*Task objective*
Lines after the one containing "label: smartphone" are to be omitted; print exactly each line from the start of the records up to and including it.

Collection entries
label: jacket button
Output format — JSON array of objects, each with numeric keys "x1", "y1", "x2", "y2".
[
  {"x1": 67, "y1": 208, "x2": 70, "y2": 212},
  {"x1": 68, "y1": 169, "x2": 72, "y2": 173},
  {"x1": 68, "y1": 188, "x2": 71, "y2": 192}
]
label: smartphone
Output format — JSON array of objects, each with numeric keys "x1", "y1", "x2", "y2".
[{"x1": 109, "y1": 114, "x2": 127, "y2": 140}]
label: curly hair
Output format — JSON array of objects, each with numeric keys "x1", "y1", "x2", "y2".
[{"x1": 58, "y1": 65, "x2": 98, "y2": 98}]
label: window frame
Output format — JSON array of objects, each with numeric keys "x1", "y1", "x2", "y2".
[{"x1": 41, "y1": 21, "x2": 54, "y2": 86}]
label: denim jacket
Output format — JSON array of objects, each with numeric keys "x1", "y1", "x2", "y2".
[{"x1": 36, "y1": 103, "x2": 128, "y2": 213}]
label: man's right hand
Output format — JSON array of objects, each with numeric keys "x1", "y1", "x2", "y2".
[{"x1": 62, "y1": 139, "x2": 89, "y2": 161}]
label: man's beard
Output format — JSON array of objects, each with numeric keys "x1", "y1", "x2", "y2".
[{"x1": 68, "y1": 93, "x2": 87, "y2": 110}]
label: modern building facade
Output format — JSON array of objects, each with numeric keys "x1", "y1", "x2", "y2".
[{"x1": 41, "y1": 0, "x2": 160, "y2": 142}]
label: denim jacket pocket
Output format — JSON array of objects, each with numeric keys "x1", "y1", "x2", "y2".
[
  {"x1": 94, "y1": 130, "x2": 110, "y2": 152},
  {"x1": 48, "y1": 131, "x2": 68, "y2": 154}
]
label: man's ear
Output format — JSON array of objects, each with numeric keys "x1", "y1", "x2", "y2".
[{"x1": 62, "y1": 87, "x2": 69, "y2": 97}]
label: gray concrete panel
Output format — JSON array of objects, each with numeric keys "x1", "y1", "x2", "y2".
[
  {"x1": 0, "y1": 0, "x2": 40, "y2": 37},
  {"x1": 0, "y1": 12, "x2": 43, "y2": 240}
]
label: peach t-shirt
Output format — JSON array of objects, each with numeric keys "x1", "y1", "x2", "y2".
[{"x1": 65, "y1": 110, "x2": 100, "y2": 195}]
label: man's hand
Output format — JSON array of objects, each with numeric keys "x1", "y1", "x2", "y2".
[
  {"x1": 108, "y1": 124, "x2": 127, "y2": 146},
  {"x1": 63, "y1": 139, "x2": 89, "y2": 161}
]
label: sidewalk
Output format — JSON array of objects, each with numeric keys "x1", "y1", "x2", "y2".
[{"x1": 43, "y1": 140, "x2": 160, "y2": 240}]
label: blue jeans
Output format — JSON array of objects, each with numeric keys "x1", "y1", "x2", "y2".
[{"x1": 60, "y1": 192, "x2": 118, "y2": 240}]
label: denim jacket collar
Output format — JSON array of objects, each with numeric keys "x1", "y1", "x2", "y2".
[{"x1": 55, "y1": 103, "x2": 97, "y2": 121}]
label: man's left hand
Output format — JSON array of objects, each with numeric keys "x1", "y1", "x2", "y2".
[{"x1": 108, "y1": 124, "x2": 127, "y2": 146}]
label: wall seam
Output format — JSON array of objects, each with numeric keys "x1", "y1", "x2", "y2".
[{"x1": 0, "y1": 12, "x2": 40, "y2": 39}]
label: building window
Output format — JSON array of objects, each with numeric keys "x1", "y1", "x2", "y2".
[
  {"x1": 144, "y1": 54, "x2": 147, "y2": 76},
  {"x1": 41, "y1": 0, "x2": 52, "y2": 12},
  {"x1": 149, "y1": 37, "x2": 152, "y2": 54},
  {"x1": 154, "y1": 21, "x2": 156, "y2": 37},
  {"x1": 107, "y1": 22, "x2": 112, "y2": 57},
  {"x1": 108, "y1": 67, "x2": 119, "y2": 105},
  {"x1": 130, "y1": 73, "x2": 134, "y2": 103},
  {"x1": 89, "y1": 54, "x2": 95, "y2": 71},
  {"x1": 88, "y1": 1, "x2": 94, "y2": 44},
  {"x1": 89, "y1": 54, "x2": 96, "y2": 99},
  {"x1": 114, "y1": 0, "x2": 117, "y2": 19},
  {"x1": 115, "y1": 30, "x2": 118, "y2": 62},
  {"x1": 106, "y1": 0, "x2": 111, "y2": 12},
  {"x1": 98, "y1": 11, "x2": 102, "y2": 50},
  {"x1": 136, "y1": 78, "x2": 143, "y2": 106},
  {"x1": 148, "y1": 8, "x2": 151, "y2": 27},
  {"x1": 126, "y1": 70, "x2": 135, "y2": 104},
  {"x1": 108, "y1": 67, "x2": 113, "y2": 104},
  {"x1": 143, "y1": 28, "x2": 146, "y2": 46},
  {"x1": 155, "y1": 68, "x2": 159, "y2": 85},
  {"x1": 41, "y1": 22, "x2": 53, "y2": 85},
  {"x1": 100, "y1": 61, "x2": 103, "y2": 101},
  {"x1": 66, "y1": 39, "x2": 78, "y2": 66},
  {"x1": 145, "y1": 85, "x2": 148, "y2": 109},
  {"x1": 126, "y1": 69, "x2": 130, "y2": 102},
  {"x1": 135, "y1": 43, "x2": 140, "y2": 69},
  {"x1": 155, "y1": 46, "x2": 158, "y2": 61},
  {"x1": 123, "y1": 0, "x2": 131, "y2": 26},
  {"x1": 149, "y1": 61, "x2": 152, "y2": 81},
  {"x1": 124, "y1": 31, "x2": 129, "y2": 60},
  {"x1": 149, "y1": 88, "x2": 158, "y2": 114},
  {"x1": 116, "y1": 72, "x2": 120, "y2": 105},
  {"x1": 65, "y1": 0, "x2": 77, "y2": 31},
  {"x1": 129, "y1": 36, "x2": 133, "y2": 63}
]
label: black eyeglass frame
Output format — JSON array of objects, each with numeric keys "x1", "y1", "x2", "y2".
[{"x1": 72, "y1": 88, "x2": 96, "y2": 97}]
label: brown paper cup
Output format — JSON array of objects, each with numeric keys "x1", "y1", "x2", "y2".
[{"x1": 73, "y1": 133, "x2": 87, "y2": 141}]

*Response below*
label: jacket button
Output format — JSON array of objects, each with numeric keys "x1", "y1", "x2", "y2".
[
  {"x1": 67, "y1": 208, "x2": 70, "y2": 212},
  {"x1": 68, "y1": 169, "x2": 72, "y2": 173},
  {"x1": 68, "y1": 188, "x2": 71, "y2": 192}
]
label: smartphone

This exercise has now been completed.